Can you reproduce everything from the start of the data down to the line containing "[178,253,238,267]", both ends included and requests kept, but with each bounding box coordinate in the answers scaled by 1.45? Round every result to a whole number, with halves rounding up.

## Stored data entries
+--

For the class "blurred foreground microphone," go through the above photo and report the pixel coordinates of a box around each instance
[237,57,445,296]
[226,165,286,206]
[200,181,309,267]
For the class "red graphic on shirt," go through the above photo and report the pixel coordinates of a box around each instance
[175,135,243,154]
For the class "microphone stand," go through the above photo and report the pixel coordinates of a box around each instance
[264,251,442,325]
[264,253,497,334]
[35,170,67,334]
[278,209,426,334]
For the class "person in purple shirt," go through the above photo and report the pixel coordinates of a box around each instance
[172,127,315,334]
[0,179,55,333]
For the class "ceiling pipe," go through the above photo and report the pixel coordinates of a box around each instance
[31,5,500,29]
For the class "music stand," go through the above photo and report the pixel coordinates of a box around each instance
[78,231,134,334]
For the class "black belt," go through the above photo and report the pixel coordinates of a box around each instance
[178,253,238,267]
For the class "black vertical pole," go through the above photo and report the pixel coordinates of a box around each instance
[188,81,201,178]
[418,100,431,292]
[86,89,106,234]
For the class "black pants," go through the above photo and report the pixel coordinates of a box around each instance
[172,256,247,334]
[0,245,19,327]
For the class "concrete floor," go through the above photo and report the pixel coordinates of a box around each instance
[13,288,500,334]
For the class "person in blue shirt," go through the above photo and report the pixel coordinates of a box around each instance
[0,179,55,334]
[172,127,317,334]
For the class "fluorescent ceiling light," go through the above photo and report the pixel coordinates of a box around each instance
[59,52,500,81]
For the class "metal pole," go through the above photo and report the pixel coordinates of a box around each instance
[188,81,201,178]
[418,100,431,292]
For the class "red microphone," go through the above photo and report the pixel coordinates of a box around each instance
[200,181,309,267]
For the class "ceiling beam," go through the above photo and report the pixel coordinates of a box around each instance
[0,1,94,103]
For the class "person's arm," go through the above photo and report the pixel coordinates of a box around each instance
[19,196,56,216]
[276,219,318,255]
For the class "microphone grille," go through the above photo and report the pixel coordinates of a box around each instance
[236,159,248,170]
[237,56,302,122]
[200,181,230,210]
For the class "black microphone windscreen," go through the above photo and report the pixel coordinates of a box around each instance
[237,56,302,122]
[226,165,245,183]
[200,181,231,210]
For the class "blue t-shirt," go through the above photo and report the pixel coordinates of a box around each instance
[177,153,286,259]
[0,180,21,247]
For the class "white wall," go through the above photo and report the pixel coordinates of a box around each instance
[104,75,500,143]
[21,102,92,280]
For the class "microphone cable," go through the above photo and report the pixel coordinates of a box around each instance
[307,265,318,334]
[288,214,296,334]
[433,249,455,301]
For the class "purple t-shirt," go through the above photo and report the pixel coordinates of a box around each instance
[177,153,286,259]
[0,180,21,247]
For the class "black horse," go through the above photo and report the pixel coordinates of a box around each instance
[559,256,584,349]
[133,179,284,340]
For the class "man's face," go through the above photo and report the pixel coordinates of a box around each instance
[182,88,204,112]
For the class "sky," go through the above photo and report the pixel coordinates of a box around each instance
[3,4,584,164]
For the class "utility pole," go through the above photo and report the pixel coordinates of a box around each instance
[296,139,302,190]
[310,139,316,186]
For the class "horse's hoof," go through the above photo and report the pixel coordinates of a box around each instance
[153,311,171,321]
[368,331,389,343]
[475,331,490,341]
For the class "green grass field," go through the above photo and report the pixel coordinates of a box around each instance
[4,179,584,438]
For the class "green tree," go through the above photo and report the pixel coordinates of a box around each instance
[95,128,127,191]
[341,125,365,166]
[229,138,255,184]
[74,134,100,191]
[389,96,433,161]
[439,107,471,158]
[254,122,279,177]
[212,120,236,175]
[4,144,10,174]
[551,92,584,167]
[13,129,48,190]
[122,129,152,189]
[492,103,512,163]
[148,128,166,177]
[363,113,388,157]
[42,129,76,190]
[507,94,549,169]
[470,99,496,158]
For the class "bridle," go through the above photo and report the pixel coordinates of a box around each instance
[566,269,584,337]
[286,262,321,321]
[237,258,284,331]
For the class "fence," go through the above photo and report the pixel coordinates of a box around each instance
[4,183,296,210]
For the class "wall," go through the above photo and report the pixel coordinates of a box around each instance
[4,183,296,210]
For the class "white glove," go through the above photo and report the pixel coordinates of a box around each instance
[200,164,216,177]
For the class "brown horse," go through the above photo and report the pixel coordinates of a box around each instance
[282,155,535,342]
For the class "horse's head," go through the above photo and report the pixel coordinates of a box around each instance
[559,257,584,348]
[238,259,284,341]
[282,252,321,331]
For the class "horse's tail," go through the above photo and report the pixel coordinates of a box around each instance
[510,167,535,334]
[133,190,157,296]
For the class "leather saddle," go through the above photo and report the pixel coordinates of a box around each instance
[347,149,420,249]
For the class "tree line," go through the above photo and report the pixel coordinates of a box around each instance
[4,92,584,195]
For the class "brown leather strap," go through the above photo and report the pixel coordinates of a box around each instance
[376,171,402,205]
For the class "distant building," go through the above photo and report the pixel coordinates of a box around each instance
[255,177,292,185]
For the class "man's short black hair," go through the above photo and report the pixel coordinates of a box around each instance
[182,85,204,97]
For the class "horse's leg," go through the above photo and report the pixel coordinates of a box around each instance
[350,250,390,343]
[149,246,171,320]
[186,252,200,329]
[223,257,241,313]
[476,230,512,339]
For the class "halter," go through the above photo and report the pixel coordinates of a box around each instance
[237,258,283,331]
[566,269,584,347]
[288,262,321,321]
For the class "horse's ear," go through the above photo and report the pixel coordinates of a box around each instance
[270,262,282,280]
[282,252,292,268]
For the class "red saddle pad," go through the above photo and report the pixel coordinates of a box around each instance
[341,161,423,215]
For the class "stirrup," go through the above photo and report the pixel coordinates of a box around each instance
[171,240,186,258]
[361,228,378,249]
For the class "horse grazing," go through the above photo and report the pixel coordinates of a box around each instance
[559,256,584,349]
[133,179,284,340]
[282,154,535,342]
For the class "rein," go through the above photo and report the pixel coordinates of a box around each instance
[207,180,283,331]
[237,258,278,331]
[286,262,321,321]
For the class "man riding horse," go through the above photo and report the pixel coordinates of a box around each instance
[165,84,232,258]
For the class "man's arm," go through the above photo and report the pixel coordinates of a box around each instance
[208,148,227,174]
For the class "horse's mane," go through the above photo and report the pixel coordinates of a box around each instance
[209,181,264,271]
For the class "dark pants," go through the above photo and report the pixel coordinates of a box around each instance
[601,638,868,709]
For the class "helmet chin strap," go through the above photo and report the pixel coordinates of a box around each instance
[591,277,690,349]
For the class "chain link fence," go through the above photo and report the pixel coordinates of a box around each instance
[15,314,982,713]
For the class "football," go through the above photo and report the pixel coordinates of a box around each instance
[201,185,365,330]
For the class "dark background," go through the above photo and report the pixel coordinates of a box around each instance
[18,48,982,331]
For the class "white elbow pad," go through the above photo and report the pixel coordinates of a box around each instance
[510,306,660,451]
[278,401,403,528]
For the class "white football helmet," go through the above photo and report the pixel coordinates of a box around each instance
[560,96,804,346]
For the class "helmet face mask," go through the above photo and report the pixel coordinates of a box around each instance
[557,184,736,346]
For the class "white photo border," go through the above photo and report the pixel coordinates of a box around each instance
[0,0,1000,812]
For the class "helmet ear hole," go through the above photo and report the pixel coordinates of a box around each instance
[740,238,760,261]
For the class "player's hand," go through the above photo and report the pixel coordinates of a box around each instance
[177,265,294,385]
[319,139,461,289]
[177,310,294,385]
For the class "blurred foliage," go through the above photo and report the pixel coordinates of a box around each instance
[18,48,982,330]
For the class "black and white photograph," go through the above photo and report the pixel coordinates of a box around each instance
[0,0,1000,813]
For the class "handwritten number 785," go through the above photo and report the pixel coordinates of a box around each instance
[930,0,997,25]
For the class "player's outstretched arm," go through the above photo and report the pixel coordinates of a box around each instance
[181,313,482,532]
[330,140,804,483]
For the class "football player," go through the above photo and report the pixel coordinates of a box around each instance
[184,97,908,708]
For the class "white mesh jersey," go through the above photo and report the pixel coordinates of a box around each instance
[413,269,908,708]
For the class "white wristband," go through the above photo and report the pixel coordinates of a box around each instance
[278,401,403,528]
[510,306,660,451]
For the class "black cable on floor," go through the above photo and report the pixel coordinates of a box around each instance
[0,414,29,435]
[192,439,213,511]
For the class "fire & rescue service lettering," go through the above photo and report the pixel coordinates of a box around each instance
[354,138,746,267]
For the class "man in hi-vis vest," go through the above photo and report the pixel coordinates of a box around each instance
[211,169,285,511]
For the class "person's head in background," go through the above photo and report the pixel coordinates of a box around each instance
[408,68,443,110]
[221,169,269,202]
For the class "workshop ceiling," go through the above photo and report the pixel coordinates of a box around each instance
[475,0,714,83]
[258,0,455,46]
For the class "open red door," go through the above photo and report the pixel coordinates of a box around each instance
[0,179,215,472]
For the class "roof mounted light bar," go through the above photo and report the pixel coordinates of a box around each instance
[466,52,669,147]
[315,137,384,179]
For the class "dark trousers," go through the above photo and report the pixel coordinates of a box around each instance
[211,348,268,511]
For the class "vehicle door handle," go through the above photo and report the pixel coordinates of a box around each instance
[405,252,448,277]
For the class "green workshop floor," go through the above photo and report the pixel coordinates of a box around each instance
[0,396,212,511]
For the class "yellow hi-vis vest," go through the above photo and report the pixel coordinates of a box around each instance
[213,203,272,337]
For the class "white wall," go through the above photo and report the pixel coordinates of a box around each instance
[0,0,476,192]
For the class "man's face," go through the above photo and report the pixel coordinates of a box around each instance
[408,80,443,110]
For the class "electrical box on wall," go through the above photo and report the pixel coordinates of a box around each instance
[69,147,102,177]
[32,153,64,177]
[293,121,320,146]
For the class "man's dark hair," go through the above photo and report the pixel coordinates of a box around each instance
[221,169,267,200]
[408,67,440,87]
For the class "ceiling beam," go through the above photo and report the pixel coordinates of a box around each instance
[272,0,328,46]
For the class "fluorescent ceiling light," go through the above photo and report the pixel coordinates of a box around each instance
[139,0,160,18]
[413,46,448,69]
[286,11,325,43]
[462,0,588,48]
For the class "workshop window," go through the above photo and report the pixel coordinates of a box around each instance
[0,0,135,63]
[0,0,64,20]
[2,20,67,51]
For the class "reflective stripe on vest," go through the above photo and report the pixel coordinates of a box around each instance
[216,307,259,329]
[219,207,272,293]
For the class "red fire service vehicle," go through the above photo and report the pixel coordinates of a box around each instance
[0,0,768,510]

+--

## Response to the task
For the class "blurred foreground microphone," go through the above photo and report the pixel coordinates of a box around each instance
[344,83,645,429]
[328,239,415,299]
[290,262,448,387]
For the class "red graphic on shirt," go through the above photo and report the pixel coordinates of a box around each instance
[254,196,352,223]
For the class "microphone stand," go through the above photo and report the pixel coordinates of a box around each instance
[383,364,641,471]
[383,367,721,484]
[51,247,97,484]
[403,303,618,484]
For the class "person in purple shirt," go through the above photo and report the pixel coordinates of a box around each instance
[249,184,457,484]
[0,260,80,483]
For the class "ceiling pipe," go through the above photo and report the pixel coordinates of a box around each instance
[45,7,725,42]
For the class "music stand," go through the above photo and report the pixel coordinates of a box around each instance
[113,335,194,484]
For the class "black belt," go through the above photo and report the pixel coordinates of a box around each instance
[258,367,345,387]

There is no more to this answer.